Some evolved souls experience ‘divinity’ by cultivating what has been
called a ‘two-fold existence’. Swami Mukteswar, the guru of Paramahansa
Yogananda, explains that “saints who realize their divinity even while in the flesh
know a similar two-fold existence. Conscientiously engaging in earthly work,
they yet remain immersed in an inward beatitude”. He described the interior of
our being as an ‘Eden within’. It is also the darkest and brightest of places; dark
as it harbors of our negative impulses, and bright as it not only offers a home to
our positive feelings and emotions but also to the Almighty. According to the
Upanishads, transcending the bounds of knowledge into the realm of realization
is the spiritual journey man is born to embark upon. ‘Bounds of knowledge’, in
effect, means overcoming or overpowering the hold of the brain/mind over our
consciousness. This is the trick or prank that nature has played on us. On the one
hand, it has given us the marvel of a brain, which has enabled and empowered
us to outflank, outsmart, and prevail over physically much stronger species. On
the other hand, it has ensured that our overwhelming dependence on this very
‘marvel’ keeps us confined to those very ‘bounds of knowledge’ that we should
cross to fully realize human potential. And, as William James noted, we live ‘halfawake’
and ‘habitually fail to use powers of various sort’.

----

__TO BE DONE__
**a.** The passage on spiritual realization calls the human brain a trick or prank that nature has played on us. Explain why, in one to three sentences.
**b.** Answer these questions from the passage on spiritual realization.
(i) Whose guru was Swami Mukteswar?
(ii) According to the Upanishads, what is the spiritual journey man is born to embark upon?
(iii) What did William James say we habitually fail to do?

__GIVEN INFORMATION__
----

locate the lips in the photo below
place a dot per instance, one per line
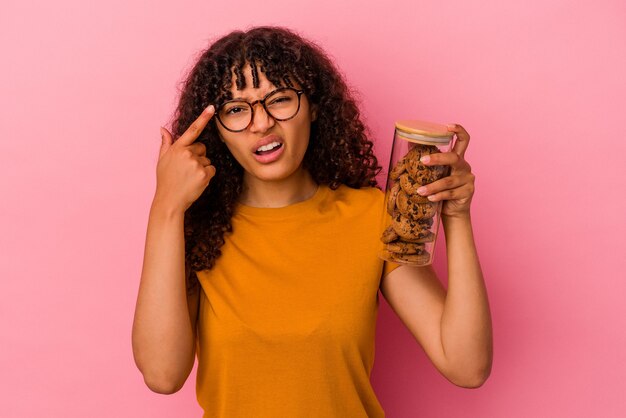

----

__ANSWER LIST__
**a.** Nature gave us the marvel of a brain, which has let us outflank, outsmart, and prevail over physically much stronger species. At the same time, our overwhelming dependence on that brain keeps us confined to the bounds of knowledge that we should cross to fully realize human potential.

**b.**
(i) Paramahansa Yogananda's.
(ii) Transcending the bounds of knowledge into the realm of realization.
(iii) Use powers of various sort.